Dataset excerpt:

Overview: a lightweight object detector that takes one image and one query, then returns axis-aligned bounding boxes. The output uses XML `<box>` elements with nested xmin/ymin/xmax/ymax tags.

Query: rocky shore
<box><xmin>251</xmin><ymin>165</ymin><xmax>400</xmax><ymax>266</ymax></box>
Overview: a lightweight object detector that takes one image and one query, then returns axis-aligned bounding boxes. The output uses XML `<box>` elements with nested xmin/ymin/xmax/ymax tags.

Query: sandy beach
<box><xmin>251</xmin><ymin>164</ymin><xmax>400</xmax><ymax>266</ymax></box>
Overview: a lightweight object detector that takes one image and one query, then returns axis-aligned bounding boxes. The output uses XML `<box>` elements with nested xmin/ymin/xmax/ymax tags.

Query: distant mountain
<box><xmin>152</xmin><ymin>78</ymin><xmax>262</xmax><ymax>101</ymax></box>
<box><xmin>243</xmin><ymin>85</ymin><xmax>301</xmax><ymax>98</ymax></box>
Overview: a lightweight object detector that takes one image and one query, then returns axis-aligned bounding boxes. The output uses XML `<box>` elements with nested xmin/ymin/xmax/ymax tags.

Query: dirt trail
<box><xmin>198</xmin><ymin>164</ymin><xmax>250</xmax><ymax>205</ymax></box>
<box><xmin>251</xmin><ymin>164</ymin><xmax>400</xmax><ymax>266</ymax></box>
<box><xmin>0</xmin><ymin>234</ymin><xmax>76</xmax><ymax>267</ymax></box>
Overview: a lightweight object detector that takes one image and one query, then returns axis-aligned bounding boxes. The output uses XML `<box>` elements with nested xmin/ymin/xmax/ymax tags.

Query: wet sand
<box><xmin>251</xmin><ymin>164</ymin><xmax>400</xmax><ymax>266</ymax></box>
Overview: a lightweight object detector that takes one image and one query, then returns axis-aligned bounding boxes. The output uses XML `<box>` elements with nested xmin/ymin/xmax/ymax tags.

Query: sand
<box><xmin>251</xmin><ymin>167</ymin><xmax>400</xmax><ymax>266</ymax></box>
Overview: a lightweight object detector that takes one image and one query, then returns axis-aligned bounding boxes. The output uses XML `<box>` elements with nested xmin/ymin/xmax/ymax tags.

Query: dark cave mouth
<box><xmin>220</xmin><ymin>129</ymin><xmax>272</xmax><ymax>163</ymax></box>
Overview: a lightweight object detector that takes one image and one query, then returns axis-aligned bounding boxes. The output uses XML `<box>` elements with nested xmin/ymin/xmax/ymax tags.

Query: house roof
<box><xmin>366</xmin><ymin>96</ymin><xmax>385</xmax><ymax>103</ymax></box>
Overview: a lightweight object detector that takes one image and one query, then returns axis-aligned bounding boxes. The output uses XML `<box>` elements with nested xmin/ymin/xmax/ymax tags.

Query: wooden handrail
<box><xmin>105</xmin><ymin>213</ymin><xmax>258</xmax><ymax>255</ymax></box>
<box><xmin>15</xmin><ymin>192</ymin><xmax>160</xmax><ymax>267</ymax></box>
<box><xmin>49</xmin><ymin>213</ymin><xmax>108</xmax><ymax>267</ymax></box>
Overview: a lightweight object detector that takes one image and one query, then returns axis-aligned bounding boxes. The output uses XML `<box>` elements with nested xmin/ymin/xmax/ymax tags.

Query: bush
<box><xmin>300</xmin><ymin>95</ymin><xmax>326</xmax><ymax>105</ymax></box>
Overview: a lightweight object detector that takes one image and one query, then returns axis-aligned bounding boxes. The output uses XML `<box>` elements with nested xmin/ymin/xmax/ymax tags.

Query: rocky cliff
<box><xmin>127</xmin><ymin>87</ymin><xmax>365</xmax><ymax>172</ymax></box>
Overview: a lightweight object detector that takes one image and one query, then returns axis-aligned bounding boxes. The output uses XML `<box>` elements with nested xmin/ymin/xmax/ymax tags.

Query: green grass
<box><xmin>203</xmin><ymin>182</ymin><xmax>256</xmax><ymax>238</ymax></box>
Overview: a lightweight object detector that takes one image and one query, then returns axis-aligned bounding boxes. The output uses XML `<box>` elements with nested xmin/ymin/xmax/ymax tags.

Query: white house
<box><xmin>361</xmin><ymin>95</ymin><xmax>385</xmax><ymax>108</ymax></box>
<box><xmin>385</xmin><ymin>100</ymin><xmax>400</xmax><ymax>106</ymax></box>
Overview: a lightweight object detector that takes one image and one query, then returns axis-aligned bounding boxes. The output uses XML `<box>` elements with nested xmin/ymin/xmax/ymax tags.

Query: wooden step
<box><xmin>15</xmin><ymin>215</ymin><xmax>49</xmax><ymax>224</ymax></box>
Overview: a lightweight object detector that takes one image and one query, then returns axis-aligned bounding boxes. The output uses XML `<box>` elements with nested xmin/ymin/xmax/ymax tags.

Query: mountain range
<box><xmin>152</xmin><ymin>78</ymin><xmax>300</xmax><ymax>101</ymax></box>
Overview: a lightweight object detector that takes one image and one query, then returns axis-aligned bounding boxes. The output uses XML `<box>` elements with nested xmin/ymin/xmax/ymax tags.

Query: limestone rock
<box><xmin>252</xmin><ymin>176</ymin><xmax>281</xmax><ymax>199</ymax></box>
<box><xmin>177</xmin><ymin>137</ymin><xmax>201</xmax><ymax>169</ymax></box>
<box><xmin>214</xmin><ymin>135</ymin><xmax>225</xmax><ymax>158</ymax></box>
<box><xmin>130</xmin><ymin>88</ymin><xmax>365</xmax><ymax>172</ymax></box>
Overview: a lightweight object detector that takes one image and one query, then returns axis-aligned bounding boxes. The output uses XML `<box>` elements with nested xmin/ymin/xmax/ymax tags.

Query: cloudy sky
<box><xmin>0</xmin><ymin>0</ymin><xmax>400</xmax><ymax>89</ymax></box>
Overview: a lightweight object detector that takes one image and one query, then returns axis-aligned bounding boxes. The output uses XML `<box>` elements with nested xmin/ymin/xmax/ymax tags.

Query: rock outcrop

> [Direction] Show every line of the material above that contains the word "rocky".

> [Answer in full]
Query: rocky shore
Query: rocky cliff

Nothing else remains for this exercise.